* _PROBLEM TO SOLVE_: Each entry shown below is to be reproduced exactly.

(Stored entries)
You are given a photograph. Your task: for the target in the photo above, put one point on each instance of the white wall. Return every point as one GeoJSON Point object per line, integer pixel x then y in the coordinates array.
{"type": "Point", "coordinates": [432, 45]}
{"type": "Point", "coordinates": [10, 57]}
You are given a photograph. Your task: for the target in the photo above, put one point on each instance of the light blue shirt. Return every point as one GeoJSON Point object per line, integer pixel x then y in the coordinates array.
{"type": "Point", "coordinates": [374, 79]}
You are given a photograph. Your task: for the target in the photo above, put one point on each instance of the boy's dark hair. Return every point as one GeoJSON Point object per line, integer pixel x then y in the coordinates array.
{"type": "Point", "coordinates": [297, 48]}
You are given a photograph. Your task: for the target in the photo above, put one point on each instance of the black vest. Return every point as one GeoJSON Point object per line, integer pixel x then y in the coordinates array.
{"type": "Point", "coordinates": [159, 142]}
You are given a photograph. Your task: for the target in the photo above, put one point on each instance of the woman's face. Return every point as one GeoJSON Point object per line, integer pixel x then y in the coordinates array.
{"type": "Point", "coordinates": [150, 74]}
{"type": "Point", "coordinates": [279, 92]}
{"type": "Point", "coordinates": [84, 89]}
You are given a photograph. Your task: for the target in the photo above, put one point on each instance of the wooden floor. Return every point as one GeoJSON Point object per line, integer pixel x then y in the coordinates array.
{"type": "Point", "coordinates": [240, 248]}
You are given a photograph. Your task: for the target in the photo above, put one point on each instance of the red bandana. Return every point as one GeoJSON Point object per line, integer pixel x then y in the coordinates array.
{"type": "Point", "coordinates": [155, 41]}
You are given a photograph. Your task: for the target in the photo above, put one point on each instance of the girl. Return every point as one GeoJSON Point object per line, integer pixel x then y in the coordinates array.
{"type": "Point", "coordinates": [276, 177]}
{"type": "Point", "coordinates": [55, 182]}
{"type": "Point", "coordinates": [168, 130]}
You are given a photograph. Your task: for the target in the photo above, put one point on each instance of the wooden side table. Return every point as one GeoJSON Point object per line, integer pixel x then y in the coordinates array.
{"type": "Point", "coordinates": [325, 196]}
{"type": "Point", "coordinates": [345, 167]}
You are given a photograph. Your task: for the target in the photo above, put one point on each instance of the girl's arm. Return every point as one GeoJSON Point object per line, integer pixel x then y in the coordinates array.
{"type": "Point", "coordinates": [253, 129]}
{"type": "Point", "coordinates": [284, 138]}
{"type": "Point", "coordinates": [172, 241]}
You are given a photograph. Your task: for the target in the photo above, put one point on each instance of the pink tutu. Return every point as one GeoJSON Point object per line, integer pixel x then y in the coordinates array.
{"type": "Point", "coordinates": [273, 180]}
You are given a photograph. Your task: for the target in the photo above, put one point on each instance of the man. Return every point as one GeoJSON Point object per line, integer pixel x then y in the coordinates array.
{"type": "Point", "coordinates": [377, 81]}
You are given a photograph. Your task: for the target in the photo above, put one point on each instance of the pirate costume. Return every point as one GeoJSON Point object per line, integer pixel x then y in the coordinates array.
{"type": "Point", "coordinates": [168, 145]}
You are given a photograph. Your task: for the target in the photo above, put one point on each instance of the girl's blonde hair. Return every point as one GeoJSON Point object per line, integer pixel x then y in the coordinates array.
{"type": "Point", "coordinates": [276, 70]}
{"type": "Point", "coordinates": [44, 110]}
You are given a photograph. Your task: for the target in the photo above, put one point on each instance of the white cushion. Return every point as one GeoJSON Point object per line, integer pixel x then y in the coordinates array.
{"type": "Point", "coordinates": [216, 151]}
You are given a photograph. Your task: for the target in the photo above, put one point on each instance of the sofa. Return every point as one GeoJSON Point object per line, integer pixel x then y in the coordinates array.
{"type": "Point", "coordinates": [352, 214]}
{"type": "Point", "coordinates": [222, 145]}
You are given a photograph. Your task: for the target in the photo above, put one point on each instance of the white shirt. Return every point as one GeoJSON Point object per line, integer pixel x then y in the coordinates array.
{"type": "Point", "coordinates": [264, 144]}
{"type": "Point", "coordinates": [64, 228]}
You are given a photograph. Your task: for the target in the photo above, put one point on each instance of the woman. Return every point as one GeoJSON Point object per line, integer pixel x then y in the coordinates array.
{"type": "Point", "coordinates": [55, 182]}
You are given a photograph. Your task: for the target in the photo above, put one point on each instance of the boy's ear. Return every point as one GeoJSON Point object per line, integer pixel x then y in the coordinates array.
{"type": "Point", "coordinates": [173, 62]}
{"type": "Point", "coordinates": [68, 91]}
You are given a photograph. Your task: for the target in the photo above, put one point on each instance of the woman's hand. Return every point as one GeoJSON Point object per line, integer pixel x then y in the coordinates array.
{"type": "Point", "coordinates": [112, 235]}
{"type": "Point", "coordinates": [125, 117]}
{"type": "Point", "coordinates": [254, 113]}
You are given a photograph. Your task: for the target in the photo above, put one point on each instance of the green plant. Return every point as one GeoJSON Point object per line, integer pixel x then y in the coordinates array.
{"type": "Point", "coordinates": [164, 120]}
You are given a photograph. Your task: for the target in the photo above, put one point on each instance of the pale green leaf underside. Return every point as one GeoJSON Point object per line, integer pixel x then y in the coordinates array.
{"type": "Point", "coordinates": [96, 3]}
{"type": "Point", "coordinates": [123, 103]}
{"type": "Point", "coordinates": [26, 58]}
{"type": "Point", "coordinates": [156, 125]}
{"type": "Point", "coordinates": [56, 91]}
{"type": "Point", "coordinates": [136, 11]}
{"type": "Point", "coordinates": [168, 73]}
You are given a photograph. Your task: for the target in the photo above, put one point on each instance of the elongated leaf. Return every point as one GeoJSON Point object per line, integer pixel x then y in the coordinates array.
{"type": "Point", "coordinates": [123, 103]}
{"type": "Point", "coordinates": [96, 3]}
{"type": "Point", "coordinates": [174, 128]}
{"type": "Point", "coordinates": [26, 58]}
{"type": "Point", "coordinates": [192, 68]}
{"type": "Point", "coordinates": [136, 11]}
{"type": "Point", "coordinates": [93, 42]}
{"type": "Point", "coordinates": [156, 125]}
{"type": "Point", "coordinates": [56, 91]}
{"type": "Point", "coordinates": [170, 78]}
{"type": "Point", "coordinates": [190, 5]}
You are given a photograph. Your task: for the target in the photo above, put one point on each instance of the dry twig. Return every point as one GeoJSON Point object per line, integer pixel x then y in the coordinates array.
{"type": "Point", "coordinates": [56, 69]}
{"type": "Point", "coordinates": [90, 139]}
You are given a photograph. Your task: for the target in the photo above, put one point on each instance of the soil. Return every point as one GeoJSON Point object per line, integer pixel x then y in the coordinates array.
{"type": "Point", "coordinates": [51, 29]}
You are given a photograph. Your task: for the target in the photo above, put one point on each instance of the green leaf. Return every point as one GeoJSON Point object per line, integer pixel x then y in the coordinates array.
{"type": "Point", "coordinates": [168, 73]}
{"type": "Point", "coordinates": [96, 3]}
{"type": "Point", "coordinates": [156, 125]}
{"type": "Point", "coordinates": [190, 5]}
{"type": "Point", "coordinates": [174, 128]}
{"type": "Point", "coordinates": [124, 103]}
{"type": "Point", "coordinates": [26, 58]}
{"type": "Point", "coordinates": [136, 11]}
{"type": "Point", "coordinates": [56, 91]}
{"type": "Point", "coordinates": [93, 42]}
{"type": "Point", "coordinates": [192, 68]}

* _EXERCISE RESULT_:
You are given a photograph. Your task: for the target in the photo above, put one point on each instance of the white wall. Return every point as one GeoJSON Point object per line, integer pixel x then y in the coordinates array.
{"type": "Point", "coordinates": [432, 45]}
{"type": "Point", "coordinates": [10, 57]}
You are given a photograph. Your task: for the target in the photo above, put one point on each instance of the light blue shirt. Return every point as one GeoJSON Point object per line, integer pixel x then y in the coordinates array.
{"type": "Point", "coordinates": [374, 79]}
You are given a photograph. Your task: for the target in the photo above, put one point on each instance of the boy's dark hair. Return every point as one GeoJSON Point object per line, integer pixel x then y in the coordinates array.
{"type": "Point", "coordinates": [297, 48]}
You are given a photograph. Your task: for the target in the photo above, put one point on each instance of the black vest. Return every point as one GeoJSON Point object per line, integer pixel x then y in the coordinates array.
{"type": "Point", "coordinates": [159, 142]}
You are given a photograph. Your task: for the target in the photo above, put one point on each instance of the woman's face. Return every point as one GeoJSON Point object per line, integer pixel x then y in the coordinates array.
{"type": "Point", "coordinates": [150, 74]}
{"type": "Point", "coordinates": [279, 92]}
{"type": "Point", "coordinates": [84, 89]}
You are given a photograph. Your task: for the target in the photo above, put one point on each instance of the wooden floor. Return every point as one GeoJSON Point object per line, integer pixel x then y in the coordinates array.
{"type": "Point", "coordinates": [240, 248]}
You are given a photograph. Your task: for the target in the photo above, put one point on each instance of the red bandana. Return every point as one GeoJSON Point object per line, integer pixel x then y in the coordinates array.
{"type": "Point", "coordinates": [155, 41]}
You are given a photograph. Your task: for the target in the photo above, put one point on each instance of the girl. Return every point as one GeoJSON Point object per line, integer pixel x then y in the coordinates array.
{"type": "Point", "coordinates": [276, 177]}
{"type": "Point", "coordinates": [55, 182]}
{"type": "Point", "coordinates": [168, 130]}
You are given a photograph. Your task: for the target in the photo above, put one point on each instance of the wooden side table. Return every point as one GeoJSON Point object per line, integer pixel x then y in the coordinates array.
{"type": "Point", "coordinates": [325, 196]}
{"type": "Point", "coordinates": [345, 167]}
You are given a photograph. Your task: for the target in the photo above, put one point on each instance of the girl's arm. Return every point as one GeoJSON Point object per line, integer pixel x then y in the coordinates array.
{"type": "Point", "coordinates": [253, 129]}
{"type": "Point", "coordinates": [284, 138]}
{"type": "Point", "coordinates": [172, 241]}
You are given a photograph. Your task: for the target in the photo above, put one point on each instance of the pink tutu. Return every point as one GeoJSON Point object per line, integer pixel x then y in the coordinates array.
{"type": "Point", "coordinates": [273, 180]}
You are given a photograph. Your task: for the target in the photo above, put one point on each instance of the man. Return every point as one GeoJSON Point object per line, integer pixel x then y in the coordinates array.
{"type": "Point", "coordinates": [377, 81]}
You are given a photograph. Your task: for the target in the photo above, put one point on each instance of the pirate costume. Return every point as one GeoJSON Point object per line, integer pixel x then y in the coordinates array.
{"type": "Point", "coordinates": [168, 145]}
You are given a photograph. Your task: for the target in the photo above, put one point on each instance of the girl's blonde hair. Return every point as one GeoJSON Point object per line, integer pixel x then y in the coordinates array.
{"type": "Point", "coordinates": [276, 70]}
{"type": "Point", "coordinates": [44, 110]}
You are given a photograph. Your task: for the target in the photo above, put one point on each instance of the white cushion. Return every point as one GeoJSON Point object per line, integer pixel x then y in the coordinates array.
{"type": "Point", "coordinates": [216, 151]}
You are given a photograph. Your task: for the target in the photo above, put one point on each instance of the sofa. Return every point as one GeoJSON Point object per line, integer pixel x then y in the coordinates array.
{"type": "Point", "coordinates": [352, 214]}
{"type": "Point", "coordinates": [222, 145]}
You are given a photograph. Your task: for the target in the photo above, put one point on each instance of the white shirt. Return every point as one GeoJSON Point object per line, integer pixel x then y in the coordinates array.
{"type": "Point", "coordinates": [264, 144]}
{"type": "Point", "coordinates": [64, 228]}
You are given a photograph. Your task: for the target in the photo above, put one point on each instance of the woman. Return every point as one GeoJSON Point object per line, integer pixel x then y in the coordinates array.
{"type": "Point", "coordinates": [55, 182]}
You are given a photograph. Your task: for the target in the photo above, put one point on each instance of the boy's ear. Return every point as one GeoJSON Point object per line, integer pixel x then y in the coordinates array.
{"type": "Point", "coordinates": [173, 62]}
{"type": "Point", "coordinates": [68, 91]}
You are given a photograph. Your task: for the target in the photo above, put one point on each instance of the woman's hand. Return every point as one GeoJSON Point object per line, integer pixel x then y in the coordinates array.
{"type": "Point", "coordinates": [112, 235]}
{"type": "Point", "coordinates": [125, 117]}
{"type": "Point", "coordinates": [254, 113]}
You are given a photograph. Your task: for the target in the photo above, put one point on each instance of the green plant. Return every point as one GeoJSON Point object per line, integer pixel x then y in the coordinates array.
{"type": "Point", "coordinates": [164, 120]}
You are given a photograph. Your task: for the target in the photo above, put one point on each instance of the pale green leaf underside. Return every point as one GeoJSON Point object per line, integer pixel x then y in the coordinates array.
{"type": "Point", "coordinates": [96, 3]}
{"type": "Point", "coordinates": [123, 103]}
{"type": "Point", "coordinates": [26, 58]}
{"type": "Point", "coordinates": [156, 125]}
{"type": "Point", "coordinates": [56, 91]}
{"type": "Point", "coordinates": [136, 11]}
{"type": "Point", "coordinates": [168, 73]}
You are given a photograph. Your task: for the target in the photo above, put one point on each instance of the elongated leaf. Return every point as one GeoJSON Point object per line, integer pixel x then y in the coordinates array.
{"type": "Point", "coordinates": [123, 103]}
{"type": "Point", "coordinates": [96, 3]}
{"type": "Point", "coordinates": [174, 128]}
{"type": "Point", "coordinates": [26, 58]}
{"type": "Point", "coordinates": [192, 68]}
{"type": "Point", "coordinates": [136, 11]}
{"type": "Point", "coordinates": [93, 42]}
{"type": "Point", "coordinates": [156, 125]}
{"type": "Point", "coordinates": [56, 91]}
{"type": "Point", "coordinates": [170, 78]}
{"type": "Point", "coordinates": [190, 5]}
You are given a photograph. Your task: for the target in the photo above, put one point on each instance of the dry twig. Return every point as one GeoJSON Point object per line, integer pixel x then y in the coordinates array.
{"type": "Point", "coordinates": [56, 69]}
{"type": "Point", "coordinates": [90, 139]}
You are given a photograph. Your task: for the target in the photo above, put one point on each instance of the soil. Return every point as one GeoJSON Point object per line, integer pixel x then y in the coordinates array.
{"type": "Point", "coordinates": [51, 29]}
You are given a photograph. Your task: for the target in the photo above, put one point on each instance of the green leaf. Return every point as one GeoJSON Point object per line, integer pixel x then y in the coordinates array.
{"type": "Point", "coordinates": [168, 73]}
{"type": "Point", "coordinates": [96, 3]}
{"type": "Point", "coordinates": [156, 125]}
{"type": "Point", "coordinates": [190, 5]}
{"type": "Point", "coordinates": [174, 128]}
{"type": "Point", "coordinates": [124, 103]}
{"type": "Point", "coordinates": [26, 58]}
{"type": "Point", "coordinates": [136, 11]}
{"type": "Point", "coordinates": [56, 91]}
{"type": "Point", "coordinates": [93, 42]}
{"type": "Point", "coordinates": [192, 68]}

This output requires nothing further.